··· Information provided ···

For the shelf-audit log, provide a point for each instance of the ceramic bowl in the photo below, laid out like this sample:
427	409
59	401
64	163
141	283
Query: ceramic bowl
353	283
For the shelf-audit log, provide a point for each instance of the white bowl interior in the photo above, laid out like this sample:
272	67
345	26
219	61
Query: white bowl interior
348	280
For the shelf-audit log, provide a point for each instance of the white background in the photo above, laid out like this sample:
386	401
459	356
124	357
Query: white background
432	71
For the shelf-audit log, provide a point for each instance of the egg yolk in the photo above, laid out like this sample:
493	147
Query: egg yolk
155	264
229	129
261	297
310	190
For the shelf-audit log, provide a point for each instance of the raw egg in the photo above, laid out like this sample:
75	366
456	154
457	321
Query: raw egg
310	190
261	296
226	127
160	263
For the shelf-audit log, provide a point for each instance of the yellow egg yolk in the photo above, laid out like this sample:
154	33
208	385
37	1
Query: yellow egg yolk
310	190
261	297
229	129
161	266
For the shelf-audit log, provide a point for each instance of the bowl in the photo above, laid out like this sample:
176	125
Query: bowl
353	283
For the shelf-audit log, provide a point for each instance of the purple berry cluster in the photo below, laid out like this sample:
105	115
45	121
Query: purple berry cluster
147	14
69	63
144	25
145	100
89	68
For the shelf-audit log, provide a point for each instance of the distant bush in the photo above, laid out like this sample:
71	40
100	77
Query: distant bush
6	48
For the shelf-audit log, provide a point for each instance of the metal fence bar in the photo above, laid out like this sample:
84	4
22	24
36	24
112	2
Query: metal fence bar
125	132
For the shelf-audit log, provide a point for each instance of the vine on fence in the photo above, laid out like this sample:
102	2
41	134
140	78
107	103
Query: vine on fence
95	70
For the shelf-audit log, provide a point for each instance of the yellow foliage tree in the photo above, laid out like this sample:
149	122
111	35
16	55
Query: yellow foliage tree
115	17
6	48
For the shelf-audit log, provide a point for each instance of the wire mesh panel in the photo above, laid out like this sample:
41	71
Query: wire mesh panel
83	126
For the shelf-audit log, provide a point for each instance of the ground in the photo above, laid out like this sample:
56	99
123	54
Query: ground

···

Exercise description:
Repeat the data in its entirety, exactly as written.

Problem solution:
For the shelf-audit log, provide a point for each instance of the ceramic bowl in the photo below, laid out like this sample:
427	409
59	401
64	163
141	283
Query: ceramic bowl
353	283
For the shelf-audit log, provide a point for each instance of the white bowl interior in the photo above, laid out like this sample:
272	67
345	26
219	61
Query: white bowl interior
348	280
For the shelf-audit log, provide a point for each instance of the white background in the photo above, laid out like this sample:
386	401
459	356
124	357
Query: white background
432	71
For the shelf-audit log, provide a point for each instance of the egg yolk in the photo above, laid out like this sample:
493	147
Query: egg yolk
155	264
229	129
261	297
310	190
For the shelf-audit log, provide a point for each instance of the raw egg in the photo above, laid out like this sample:
75	366
456	154
457	321
Query: raw egg
310	190
261	296
226	127
160	263
For the shelf-audit log, provide a point for each instance of the yellow egg yolk in the photo above, laid out like this sample:
154	33
208	385
37	1
Query: yellow egg yolk
310	190
261	297
229	129
161	266
For the shelf-audit log, provide a point for each instance of the bowl in the photo above, laid out like this sample:
176	125
Query: bowl
353	283
For the shelf-audit log, provide a point for each instance of the purple berry cluster in the photo below, laid out like this sample:
105	115
45	121
Query: purple berry cluster
147	14
69	63
144	25
145	100
89	68
For the shelf-audit log, provide a point for each instance of the distant bush in the photo above, laid out like this sample:
71	40
100	77
Query: distant bush
6	48
For the shelf-audit log, provide a point for each instance of the metal fence bar in the photo above, laid out like this sample:
84	4
22	24
36	24
112	2
Query: metal fence bar
125	132
For the shelf-audit log, provide a point for each instance of the vine on fence in the photo above, laid out like this sample:
102	2
41	134
140	78
107	103
Query: vine on fence
95	70
For the shelf-audit log, provide a point for each instance of the yellow foliage tree in the photo above, laid out like this sample:
149	122
111	35
16	55
Query: yellow foliage tree
115	17
6	48
For the shelf-audit log, provide a point for each instance of the wire mesh panel in the photo above, laid out like this sample:
41	71
Query: wire mesh panel
83	126
For the shelf-audit log, provide a point for each instance of the ground in the photo above, laid out like this sample:
56	99
123	54
Query: ground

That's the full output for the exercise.